**Given passage:**
·····

Reviving the Premier League players you forgot existed…

Auntie Ruth’s nightclub, Northampton, late 1999. A hot new band named Toploader are sweeping the nation and Premiership goalkeeper Magnus Hedman is up on the sticky dancefloor throwing some shapes to their infectious debut single, Dancing in the Moonlight. Northamptonshire’s premiere discotheque would never be so cool again. Nor would Toploader. And nor, regrettably, would Hedman.

The Coventry City No.1 was at the peak of his powers at the turn of the millennium, having ousted the legendarily resilient Steve Ogrizovic in a Sky Blues side that revelled in its unfashionable tag, sustaining top-flight status for more than three decades. A £500,000 signing from AIK in 1997, Hedman was also winning plaudits for the Swedish national team - keeping a record number of clean sheets on route to the Euro 2000 finals amid rumoured interest from Barcelona.

“He was a great shot-stopper who commanded his area well and rarely lost his Swedish cool,” surmised one fan on the Sky Blues Talk website. Others fondly remembered the “fantastic reactions” and “calming influence” of a goalkeeper once referred to by American writer Rick Gekoski as having “hands like flypaper”.

Not only was Hedman good at making saves, he was also an unmistakably cool customer, with dancing to Toploader in Northampton nightclubs merely the tip of the iceberg. Customarily seen clinging to his 6ft 5in frame was Magdalena Graaf, a Swedish author, model and pop star (not necessarily in that order) who left a greater impression on many Coventry fans (the males ones, anyway) than the player himself.

·····

**Information supplied:**
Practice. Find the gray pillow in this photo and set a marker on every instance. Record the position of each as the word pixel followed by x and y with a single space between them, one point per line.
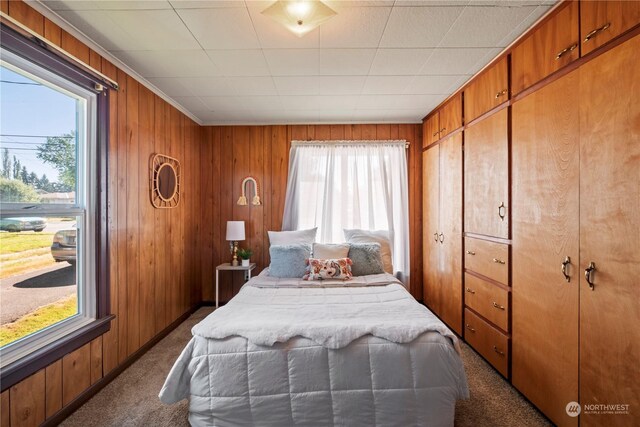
pixel 289 260
pixel 367 259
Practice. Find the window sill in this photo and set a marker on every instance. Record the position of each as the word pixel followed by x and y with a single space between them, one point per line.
pixel 44 356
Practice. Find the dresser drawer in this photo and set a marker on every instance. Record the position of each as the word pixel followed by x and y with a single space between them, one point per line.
pixel 487 258
pixel 491 301
pixel 488 341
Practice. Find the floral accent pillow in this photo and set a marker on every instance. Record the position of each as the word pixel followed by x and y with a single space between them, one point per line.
pixel 320 269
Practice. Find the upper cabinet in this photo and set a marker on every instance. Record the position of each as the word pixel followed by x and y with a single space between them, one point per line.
pixel 550 47
pixel 601 21
pixel 487 91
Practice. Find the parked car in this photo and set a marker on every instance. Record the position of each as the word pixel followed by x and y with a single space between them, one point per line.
pixel 63 247
pixel 23 224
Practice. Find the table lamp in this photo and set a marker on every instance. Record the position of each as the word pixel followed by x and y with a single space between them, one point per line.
pixel 235 233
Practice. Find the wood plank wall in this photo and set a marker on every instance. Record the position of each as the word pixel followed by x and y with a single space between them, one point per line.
pixel 230 153
pixel 155 270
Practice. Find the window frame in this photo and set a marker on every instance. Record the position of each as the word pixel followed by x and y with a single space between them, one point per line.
pixel 32 49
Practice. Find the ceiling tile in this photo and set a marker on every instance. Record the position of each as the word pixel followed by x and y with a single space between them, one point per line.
pixel 240 62
pixel 223 28
pixel 453 61
pixel 484 26
pixel 292 62
pixel 345 62
pixel 341 85
pixel 247 86
pixel 399 62
pixel 418 26
pixel 183 63
pixel 389 85
pixel 297 85
pixel 354 27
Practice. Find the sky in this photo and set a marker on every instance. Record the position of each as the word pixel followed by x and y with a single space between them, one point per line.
pixel 32 110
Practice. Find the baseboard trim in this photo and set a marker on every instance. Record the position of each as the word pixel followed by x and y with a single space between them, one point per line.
pixel 76 403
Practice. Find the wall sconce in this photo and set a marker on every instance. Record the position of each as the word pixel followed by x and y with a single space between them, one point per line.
pixel 242 201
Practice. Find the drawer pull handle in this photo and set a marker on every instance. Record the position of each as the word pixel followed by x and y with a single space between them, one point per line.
pixel 565 50
pixel 588 274
pixel 593 33
pixel 502 211
pixel 566 262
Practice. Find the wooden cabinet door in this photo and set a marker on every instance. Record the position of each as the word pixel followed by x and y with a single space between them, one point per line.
pixel 603 20
pixel 450 267
pixel 610 233
pixel 431 227
pixel 431 130
pixel 547 49
pixel 545 201
pixel 487 91
pixel 451 116
pixel 486 177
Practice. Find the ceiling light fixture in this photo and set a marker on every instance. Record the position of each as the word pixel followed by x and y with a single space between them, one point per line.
pixel 299 16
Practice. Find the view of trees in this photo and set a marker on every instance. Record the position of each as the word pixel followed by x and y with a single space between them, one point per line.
pixel 60 152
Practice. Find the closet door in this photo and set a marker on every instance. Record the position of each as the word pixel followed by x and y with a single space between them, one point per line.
pixel 451 228
pixel 486 177
pixel 610 233
pixel 431 227
pixel 545 183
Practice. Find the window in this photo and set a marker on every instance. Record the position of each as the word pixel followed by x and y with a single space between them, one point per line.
pixel 359 184
pixel 53 285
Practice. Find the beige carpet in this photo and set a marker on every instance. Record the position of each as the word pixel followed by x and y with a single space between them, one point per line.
pixel 132 398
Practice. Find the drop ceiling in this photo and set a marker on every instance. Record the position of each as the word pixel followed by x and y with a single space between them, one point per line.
pixel 375 62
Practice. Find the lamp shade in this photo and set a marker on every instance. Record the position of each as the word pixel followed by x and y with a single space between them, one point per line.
pixel 235 231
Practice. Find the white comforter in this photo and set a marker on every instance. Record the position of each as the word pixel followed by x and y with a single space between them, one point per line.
pixel 285 353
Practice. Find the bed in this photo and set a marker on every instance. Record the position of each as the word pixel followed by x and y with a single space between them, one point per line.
pixel 291 352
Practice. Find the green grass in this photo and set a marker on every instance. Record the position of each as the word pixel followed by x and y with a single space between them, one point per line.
pixel 19 242
pixel 40 318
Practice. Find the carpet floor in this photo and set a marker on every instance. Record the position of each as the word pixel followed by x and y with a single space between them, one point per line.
pixel 132 398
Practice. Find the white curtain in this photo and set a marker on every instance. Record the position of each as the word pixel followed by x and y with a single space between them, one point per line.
pixel 350 184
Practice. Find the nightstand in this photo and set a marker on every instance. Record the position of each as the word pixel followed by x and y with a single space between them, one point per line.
pixel 228 267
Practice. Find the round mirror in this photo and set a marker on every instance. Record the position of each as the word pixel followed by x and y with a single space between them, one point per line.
pixel 167 182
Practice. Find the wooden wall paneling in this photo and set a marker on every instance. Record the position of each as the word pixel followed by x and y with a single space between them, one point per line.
pixel 5 403
pixel 545 190
pixel 450 264
pixel 609 231
pixel 161 316
pixel 110 339
pixel 486 91
pixel 146 215
pixel 121 281
pixel 229 187
pixel 53 33
pixel 27 16
pixel 486 176
pixel 620 15
pixel 27 399
pixel 537 55
pixel 96 360
pixel 133 218
pixel 76 373
pixel 75 47
pixel 53 388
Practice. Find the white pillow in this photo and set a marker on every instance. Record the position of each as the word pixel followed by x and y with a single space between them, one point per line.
pixel 330 251
pixel 377 236
pixel 305 237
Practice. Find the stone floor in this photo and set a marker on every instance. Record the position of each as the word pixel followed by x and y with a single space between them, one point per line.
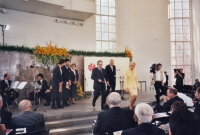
pixel 84 105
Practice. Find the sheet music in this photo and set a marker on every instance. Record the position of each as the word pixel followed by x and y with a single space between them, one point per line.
pixel 15 84
pixel 21 85
pixel 117 132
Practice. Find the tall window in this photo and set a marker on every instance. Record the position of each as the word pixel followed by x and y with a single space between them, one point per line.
pixel 105 25
pixel 179 15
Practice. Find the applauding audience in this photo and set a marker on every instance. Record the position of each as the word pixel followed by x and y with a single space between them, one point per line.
pixel 115 119
pixel 27 117
pixel 143 116
pixel 182 121
pixel 168 101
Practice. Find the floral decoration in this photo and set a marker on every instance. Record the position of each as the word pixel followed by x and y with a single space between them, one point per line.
pixel 49 55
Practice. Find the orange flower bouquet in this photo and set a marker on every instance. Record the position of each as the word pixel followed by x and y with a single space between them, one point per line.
pixel 49 54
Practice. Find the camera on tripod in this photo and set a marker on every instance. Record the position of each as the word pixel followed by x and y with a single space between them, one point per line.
pixel 176 70
pixel 153 68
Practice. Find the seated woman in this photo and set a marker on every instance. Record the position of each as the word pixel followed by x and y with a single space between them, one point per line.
pixel 182 121
pixel 74 81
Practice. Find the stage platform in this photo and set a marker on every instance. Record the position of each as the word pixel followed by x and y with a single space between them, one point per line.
pixel 78 118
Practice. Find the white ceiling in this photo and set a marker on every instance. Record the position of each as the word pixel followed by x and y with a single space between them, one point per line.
pixel 42 8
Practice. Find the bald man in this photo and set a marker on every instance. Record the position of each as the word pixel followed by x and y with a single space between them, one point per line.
pixel 27 117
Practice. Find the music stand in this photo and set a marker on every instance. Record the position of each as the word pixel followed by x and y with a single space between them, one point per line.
pixel 21 86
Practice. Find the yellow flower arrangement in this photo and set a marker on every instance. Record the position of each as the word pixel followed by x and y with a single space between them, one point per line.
pixel 49 55
pixel 51 50
pixel 79 91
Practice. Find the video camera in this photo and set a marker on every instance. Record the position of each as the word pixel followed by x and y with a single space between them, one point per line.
pixel 153 68
pixel 175 70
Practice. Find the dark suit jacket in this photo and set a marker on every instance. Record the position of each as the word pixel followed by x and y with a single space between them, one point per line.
pixel 144 129
pixel 27 118
pixel 66 75
pixel 73 77
pixel 57 77
pixel 3 85
pixel 96 75
pixel 113 120
pixel 6 118
pixel 167 105
pixel 44 86
pixel 111 74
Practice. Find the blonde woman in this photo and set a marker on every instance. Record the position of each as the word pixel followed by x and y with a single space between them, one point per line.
pixel 131 83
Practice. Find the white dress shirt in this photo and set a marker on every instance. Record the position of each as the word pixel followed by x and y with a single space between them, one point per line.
pixel 158 76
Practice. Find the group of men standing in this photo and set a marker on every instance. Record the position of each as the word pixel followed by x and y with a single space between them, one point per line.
pixel 103 77
pixel 60 83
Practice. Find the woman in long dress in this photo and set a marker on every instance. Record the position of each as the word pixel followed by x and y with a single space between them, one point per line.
pixel 131 83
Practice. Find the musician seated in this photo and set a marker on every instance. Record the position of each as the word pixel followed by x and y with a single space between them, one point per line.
pixel 43 91
pixel 8 94
pixel 27 118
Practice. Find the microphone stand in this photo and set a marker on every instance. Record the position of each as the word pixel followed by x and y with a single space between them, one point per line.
pixel 122 85
pixel 86 84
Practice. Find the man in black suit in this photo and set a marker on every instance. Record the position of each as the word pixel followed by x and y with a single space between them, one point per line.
pixel 143 116
pixel 57 85
pixel 111 73
pixel 66 82
pixel 115 119
pixel 5 116
pixel 28 117
pixel 167 78
pixel 168 101
pixel 196 85
pixel 99 76
pixel 43 91
pixel 8 95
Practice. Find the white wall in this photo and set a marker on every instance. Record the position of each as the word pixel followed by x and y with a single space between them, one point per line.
pixel 31 29
pixel 196 38
pixel 143 25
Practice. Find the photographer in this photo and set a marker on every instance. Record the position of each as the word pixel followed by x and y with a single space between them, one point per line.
pixel 158 80
pixel 179 75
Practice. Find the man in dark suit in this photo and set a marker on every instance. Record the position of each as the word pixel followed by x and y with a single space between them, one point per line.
pixel 111 73
pixel 115 119
pixel 143 116
pixel 66 82
pixel 168 101
pixel 99 76
pixel 8 95
pixel 5 116
pixel 167 79
pixel 41 92
pixel 27 117
pixel 57 85
pixel 196 85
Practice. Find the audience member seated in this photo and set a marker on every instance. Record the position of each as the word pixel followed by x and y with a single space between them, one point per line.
pixel 43 92
pixel 196 85
pixel 176 106
pixel 8 95
pixel 115 119
pixel 5 116
pixel 168 101
pixel 27 117
pixel 182 121
pixel 143 116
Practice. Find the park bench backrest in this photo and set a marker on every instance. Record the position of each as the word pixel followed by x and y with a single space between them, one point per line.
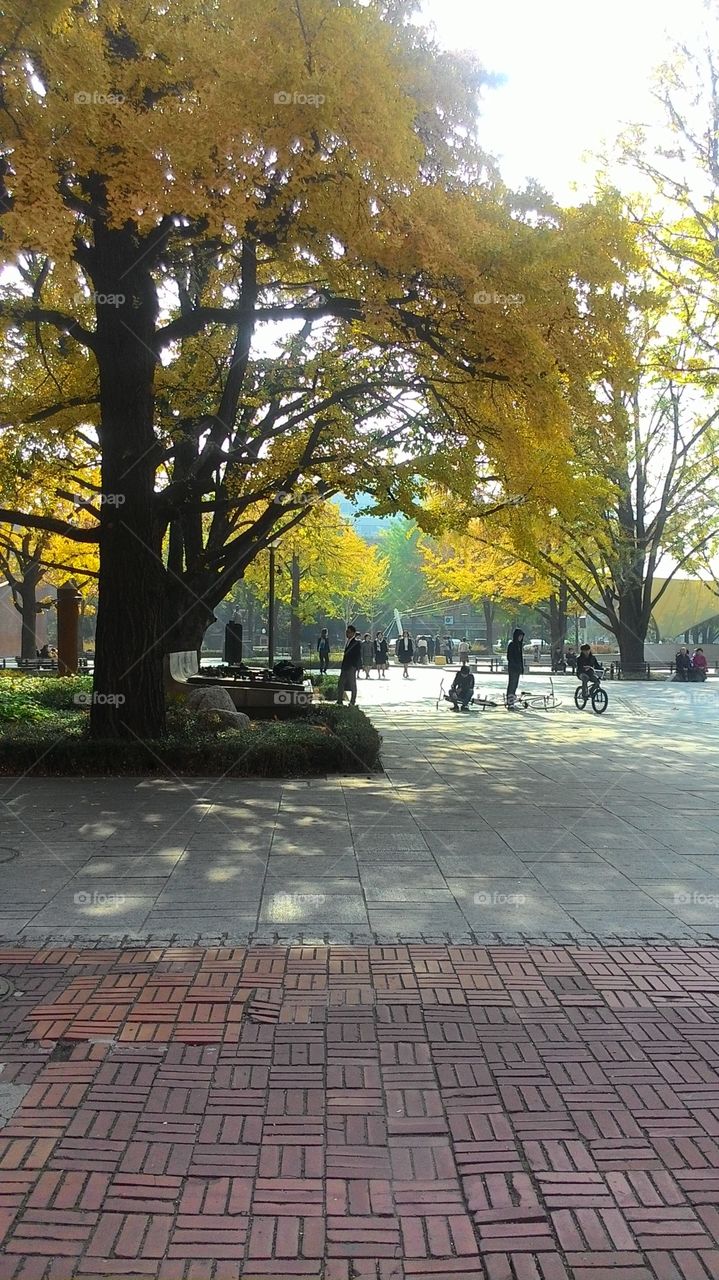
pixel 183 664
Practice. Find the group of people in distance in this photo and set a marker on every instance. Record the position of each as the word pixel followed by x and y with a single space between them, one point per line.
pixel 687 666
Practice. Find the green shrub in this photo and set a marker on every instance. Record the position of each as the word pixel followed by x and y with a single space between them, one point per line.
pixel 317 740
pixel 35 695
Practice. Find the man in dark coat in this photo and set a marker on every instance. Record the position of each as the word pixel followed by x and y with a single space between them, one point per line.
pixel 349 666
pixel 324 652
pixel 462 689
pixel 514 664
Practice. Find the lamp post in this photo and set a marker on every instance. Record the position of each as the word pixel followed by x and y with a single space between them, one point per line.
pixel 271 608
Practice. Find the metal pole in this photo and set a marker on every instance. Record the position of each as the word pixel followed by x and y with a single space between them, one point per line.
pixel 271 618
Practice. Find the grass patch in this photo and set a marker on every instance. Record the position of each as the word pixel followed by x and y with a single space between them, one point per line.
pixel 54 740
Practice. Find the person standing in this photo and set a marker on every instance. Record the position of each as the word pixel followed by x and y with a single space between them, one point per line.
pixel 381 654
pixel 514 664
pixel 683 664
pixel 367 654
pixel 404 652
pixel 349 666
pixel 700 666
pixel 324 652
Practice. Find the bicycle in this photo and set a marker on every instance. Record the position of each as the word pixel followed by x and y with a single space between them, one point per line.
pixel 595 693
pixel 525 700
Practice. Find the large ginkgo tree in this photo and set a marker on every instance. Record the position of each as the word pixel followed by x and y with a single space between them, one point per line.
pixel 255 250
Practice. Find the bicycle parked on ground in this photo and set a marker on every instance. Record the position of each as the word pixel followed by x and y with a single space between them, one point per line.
pixel 590 690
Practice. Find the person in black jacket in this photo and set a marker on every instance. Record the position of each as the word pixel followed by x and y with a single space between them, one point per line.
pixel 683 664
pixel 381 654
pixel 462 689
pixel 514 664
pixel 324 652
pixel 586 667
pixel 349 666
pixel 404 652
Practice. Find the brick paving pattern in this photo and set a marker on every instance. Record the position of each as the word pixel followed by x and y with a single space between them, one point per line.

·····

**Exercises:**
1/ In the passage about Magnus Hedman, how much did Coventry City pay to sign him from AIK?
2/ Write the next part of the passage about Magnus Hedman, picking up after its final sentence.

**Per-task answers:**
1/ £500,000

2/
“I can remember the first time I saw Hedman’s wife. It was in a magazine and I think it might have been Hello, which would mean it was at the hairdressers,” recalled one still-infatuated supporter. “Fit”, “smoking hot” and “mint” are other descriptors applied by City fans to Graaf, who was once voted the world’s sexiest footballer’s wife and whose equally striking sister Hannah dated Hedman’s Sweden team-mate Martin Dahlin.

Hedman was the guy who appeared to have it all. But even strapping Viking superstars with supermodel wives have their weaknesses, and one of Hedman’s was crosses.

“Excellent shot-stopper but could not catch a ball on crosses to save his life,” remarked one City fan, while another agreed that the Swede “couldn’t catch a cold”. “Some great saves but also some howlers,” was the most balanced assessment.

Coventry’s relegation in 2001, following a 34-year unbroken spell in the top division, put the club on a calamitous downward spiral that sucked up everyone in its trajectory – Hedman included. Having lost his place to Chris Kirkland during City’s final Premiership season, the Swede returned to action the following campaign looking shorn of confidence of commitment.

“My abiding memory is of a home game against Grimsby where he ran about 40 yards out of his goal and got tackled by Phil Jevons, who then put it into the empty net from distance,” recalled one fan.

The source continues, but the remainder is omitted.